Now boys and girls, when I first wrote about Van Meegeren, I talked about what is one of his more famous forgeries, The Supper at Emmaus, which was sold to a rich industrialist from Rotterdam in 1937.  But the story goes back much earlier than that.

You see, Van Meegeren was a career forger, it wasn’t mere vindictiveness that drove him on, it was business.  His first known forgery is from 1923, a version of Hals’ Laughing Cavalier, which has its own great history that I hope to share with you someday.  But Van Meegeren quickly moved on to forging Vermeers, and his first examples were even more wretched than his more famous endeavors.

spinet

Man and Woman at Spinet, Van Meegeren, c. 1932.                                                       (image courtesy of www.essentialvermeer.com)

---

## TO BE DONE
• A. From the piece on Van Meegeren's forgeries, reproduce the passage that begins at the words "Now boys and" and stops after the words "more famous endeavors.".
• B. Write the next part of the piece on Van Meegeren's forgeries, picking up after its last line.

## DATA SHOWN
---

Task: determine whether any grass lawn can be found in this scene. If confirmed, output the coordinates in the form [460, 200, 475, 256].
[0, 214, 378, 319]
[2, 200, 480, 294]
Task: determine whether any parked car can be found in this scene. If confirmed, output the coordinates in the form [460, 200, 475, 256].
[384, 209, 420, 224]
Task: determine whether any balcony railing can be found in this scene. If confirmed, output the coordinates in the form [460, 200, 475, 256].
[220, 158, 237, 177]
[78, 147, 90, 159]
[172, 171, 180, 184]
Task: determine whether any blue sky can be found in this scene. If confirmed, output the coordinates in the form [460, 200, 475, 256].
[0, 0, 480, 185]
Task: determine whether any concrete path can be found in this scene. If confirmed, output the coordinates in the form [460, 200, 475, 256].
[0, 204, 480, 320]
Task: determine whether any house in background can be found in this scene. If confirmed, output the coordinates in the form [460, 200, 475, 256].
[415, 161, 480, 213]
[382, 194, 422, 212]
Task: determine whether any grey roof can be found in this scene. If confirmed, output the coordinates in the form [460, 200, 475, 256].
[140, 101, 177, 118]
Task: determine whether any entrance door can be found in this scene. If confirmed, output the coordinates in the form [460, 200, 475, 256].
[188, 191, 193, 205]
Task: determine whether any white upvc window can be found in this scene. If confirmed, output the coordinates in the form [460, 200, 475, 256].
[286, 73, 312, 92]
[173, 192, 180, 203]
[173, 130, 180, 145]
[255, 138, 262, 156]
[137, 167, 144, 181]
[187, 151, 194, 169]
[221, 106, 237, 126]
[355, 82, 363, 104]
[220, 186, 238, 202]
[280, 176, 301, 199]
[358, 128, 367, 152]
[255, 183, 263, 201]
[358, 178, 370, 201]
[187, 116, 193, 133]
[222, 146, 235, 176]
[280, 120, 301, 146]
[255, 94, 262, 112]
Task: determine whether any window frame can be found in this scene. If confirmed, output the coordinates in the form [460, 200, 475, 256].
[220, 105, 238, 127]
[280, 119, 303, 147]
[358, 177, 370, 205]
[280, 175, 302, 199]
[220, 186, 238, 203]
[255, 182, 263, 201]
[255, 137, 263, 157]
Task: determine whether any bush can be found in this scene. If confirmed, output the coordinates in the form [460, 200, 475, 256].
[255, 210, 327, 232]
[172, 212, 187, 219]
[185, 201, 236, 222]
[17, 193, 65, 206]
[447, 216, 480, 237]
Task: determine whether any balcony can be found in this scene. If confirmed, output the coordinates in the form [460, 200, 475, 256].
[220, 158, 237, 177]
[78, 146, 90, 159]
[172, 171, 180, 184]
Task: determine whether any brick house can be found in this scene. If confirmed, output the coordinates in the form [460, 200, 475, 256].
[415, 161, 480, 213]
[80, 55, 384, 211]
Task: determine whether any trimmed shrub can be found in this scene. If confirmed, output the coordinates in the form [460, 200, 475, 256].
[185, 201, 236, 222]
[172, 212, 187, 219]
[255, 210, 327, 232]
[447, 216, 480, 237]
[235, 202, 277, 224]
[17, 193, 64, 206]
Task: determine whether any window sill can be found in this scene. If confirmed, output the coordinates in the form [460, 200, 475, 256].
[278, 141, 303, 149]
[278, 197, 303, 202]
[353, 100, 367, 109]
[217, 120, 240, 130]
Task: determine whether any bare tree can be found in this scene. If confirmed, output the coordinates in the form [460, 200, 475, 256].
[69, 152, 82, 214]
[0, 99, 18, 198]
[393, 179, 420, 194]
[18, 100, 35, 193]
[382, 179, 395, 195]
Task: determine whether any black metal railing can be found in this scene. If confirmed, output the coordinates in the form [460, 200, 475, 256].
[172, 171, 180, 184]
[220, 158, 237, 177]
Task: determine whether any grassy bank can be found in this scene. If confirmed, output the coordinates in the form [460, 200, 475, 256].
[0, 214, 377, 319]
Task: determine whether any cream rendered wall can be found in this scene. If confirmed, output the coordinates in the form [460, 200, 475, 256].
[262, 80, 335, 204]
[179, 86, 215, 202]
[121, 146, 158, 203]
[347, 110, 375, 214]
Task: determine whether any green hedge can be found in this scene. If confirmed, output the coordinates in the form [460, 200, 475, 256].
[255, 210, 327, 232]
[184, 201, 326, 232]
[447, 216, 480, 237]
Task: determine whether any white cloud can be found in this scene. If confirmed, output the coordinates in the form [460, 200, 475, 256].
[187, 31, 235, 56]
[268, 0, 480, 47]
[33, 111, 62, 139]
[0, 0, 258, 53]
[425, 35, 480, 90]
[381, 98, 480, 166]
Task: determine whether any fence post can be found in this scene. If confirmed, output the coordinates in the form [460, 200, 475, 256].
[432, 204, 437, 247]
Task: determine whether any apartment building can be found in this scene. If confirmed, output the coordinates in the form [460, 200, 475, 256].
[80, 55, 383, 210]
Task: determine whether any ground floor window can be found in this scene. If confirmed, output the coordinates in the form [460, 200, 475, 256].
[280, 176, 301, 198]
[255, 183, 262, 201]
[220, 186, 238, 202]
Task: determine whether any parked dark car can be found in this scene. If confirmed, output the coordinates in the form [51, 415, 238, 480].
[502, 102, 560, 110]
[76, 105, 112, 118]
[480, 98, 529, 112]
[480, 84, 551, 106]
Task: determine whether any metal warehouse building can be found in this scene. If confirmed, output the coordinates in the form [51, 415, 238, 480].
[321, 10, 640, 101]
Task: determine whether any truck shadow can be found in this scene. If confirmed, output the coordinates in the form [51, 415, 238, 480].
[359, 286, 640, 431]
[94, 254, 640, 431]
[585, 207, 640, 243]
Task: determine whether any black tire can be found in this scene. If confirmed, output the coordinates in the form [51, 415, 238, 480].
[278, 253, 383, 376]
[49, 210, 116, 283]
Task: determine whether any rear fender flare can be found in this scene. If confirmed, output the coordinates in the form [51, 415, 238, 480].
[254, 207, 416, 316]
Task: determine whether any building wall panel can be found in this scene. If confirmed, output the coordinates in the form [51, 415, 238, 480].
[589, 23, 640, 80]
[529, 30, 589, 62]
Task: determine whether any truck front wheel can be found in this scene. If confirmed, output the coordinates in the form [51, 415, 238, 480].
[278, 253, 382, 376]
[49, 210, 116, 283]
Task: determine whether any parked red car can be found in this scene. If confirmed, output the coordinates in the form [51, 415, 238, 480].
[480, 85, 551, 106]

---

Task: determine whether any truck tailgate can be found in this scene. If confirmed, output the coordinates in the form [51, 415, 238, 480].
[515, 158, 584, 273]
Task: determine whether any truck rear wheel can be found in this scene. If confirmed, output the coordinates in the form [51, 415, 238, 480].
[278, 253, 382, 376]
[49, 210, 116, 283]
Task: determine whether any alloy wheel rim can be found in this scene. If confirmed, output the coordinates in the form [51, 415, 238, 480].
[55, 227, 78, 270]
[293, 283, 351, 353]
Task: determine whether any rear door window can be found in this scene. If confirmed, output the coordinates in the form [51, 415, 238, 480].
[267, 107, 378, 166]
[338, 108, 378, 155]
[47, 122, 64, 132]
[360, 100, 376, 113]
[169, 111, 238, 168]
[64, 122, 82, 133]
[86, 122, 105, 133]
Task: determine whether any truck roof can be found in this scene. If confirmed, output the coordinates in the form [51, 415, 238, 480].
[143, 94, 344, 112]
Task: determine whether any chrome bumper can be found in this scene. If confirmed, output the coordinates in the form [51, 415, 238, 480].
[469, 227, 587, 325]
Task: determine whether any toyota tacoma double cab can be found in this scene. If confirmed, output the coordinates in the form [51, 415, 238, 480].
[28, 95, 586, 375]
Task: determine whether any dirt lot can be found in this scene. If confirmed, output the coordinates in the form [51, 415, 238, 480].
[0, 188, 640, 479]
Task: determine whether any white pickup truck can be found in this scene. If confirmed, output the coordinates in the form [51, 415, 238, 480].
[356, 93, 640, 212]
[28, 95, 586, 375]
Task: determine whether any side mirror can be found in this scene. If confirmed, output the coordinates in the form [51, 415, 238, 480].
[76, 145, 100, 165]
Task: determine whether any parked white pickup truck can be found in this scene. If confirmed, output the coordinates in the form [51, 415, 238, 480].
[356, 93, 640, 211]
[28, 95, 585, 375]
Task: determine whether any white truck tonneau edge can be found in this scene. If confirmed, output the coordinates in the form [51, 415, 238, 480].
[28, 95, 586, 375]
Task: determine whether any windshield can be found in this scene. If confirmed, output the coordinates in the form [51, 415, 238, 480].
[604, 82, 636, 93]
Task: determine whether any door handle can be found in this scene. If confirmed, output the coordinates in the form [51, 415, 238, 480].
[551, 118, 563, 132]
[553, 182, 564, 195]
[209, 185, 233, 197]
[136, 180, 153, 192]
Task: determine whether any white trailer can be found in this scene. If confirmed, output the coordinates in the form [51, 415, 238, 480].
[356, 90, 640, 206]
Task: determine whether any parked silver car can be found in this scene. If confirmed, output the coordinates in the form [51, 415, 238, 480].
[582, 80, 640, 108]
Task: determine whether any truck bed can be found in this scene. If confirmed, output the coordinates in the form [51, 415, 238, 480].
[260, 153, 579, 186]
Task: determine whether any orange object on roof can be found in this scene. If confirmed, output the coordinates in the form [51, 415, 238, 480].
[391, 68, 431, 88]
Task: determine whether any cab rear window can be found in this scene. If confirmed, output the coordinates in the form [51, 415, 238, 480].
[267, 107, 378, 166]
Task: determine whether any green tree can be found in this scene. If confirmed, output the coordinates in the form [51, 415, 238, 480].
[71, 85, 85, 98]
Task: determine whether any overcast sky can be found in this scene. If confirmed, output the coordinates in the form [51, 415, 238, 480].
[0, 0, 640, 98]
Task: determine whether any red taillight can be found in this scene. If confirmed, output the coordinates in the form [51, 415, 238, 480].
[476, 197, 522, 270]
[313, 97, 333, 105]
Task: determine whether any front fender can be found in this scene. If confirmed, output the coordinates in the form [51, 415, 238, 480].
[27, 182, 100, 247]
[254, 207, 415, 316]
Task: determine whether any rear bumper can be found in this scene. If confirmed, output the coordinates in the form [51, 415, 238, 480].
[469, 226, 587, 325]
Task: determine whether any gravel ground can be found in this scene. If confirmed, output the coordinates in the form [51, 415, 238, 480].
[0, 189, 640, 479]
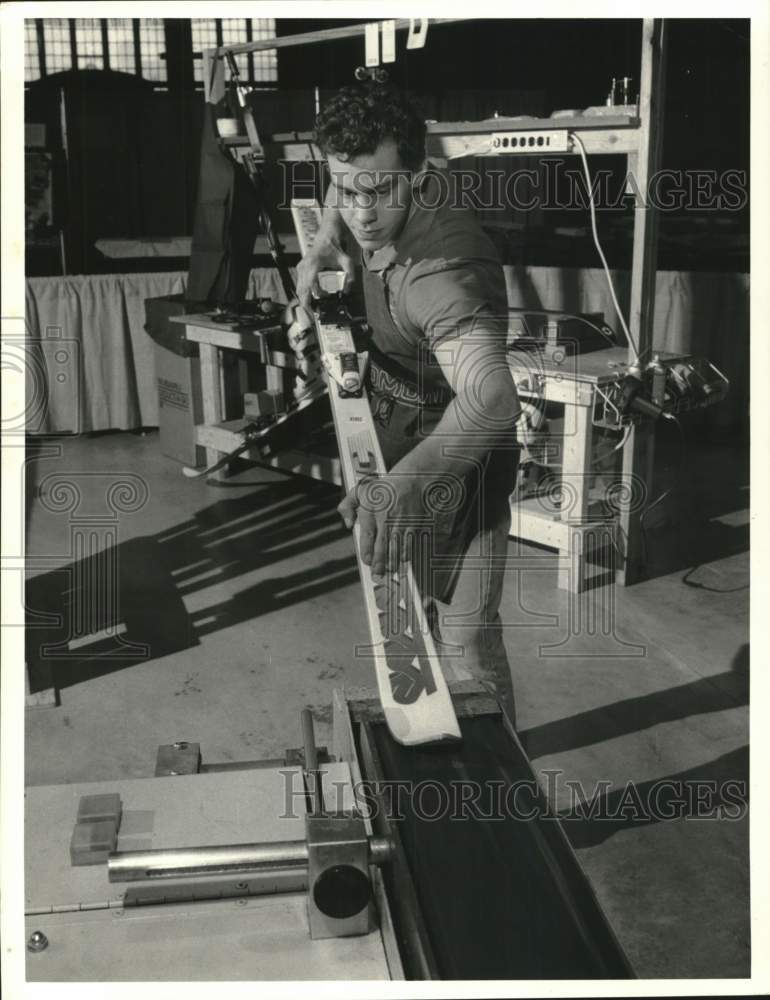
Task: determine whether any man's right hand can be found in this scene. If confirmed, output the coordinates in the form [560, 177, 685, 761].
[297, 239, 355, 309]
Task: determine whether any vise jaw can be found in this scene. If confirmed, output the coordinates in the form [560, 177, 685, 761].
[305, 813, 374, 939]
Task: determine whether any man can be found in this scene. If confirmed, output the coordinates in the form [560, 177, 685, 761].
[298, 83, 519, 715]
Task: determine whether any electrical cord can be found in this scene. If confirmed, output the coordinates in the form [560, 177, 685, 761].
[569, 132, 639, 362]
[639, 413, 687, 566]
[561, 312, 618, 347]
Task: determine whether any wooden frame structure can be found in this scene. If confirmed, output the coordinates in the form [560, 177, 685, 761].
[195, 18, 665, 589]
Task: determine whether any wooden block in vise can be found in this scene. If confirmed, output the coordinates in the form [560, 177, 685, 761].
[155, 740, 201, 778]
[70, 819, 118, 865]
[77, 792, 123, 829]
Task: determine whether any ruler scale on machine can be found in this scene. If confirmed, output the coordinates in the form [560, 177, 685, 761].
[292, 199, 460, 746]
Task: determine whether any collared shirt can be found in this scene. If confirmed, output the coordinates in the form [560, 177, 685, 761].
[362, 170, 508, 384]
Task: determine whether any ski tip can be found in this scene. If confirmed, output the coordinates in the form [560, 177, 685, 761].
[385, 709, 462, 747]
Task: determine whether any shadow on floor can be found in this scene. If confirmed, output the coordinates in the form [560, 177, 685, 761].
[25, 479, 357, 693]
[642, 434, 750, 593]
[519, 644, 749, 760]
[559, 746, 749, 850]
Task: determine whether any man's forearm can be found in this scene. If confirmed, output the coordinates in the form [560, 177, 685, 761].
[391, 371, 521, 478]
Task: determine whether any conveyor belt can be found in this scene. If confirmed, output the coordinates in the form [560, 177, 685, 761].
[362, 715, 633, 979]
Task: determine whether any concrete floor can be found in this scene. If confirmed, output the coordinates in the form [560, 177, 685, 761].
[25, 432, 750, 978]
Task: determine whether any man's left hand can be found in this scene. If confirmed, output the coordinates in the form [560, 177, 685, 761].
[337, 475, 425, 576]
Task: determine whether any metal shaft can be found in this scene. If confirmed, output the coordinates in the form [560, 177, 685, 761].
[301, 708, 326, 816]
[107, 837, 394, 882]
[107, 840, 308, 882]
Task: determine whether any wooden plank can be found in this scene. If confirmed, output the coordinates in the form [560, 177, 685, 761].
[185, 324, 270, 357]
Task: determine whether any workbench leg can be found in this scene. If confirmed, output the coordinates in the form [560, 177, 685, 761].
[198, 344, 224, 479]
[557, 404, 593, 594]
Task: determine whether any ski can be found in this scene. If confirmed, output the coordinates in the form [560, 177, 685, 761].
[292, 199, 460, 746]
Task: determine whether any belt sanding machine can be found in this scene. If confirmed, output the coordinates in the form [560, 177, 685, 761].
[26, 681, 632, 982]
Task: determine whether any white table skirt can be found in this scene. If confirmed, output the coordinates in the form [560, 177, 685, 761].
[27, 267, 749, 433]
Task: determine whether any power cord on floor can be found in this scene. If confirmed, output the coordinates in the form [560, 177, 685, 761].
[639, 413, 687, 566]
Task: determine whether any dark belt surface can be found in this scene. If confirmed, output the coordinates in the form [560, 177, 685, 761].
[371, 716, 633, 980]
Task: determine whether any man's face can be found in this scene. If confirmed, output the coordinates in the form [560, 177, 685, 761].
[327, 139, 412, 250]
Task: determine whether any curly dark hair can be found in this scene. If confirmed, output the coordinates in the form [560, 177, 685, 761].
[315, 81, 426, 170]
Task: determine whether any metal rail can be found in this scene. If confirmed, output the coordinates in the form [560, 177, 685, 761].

---

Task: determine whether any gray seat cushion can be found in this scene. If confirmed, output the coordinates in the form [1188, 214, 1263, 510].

---

## THE RESULTS
• A.
Now boys and girls, when I first wrote about Van Meegeren, I talked about what is one of his more famous forgeries, The Supper at Emmaus, which was sold to a rich industrialist from Rotterdam in 1937.  But the story goes back much earlier than that.

You see, Van Meegeren was a career forger, it wasn’t mere vindictiveness that drove him on, it was business.  His first known forgery is from 1923, a version of Hals’ Laughing Cavalier, which has its own great history that I hope to share with you someday.  But Van Meegeren quickly moved on to forging Vermeers, and his first examples were even more wretched than his more famous endeavors.

• B.
Now, like most forgers, Van Meegeren started off doing either blatant copies of already existing works, or cobbling together a lot of identifiable motifs from the artist to make the forgery easily recognizable to an expert.  Here Van Meegeren borrowed heavily from Vermeer’s canon:

1) the man standing in the corner is a direct quotation from Vermeer’s The Music Lesson

2) the floor tiles and painting on the wall are taken from The Concert

3) the curtain is taken from either The Allegory of Faith or The Art of Painting

4) the girl is probably a reference to Maes or Metsu, or perhaps even De Hooch, for a little variety

5) Musical instruments are prevalent in many of Vermeer’s paintings, but in his amazing book False Impressions Hoving points out that the instruments are stunted and could not have been painted by a real connoisseur who understood their construction.

Unfortunately for him, our good friend Abraham Bredius took the fake Vermeer bait, and rushed an article into the prestigious The Burlington in the fall of 1932 so he could claim the discovery for himself.  (some of my more faithful readers will remember how desperate he was to prove that Vermeer had an Italianate period and to discover the next Vermeer.  Remember kids, if it’s too good to be true, it probably is.)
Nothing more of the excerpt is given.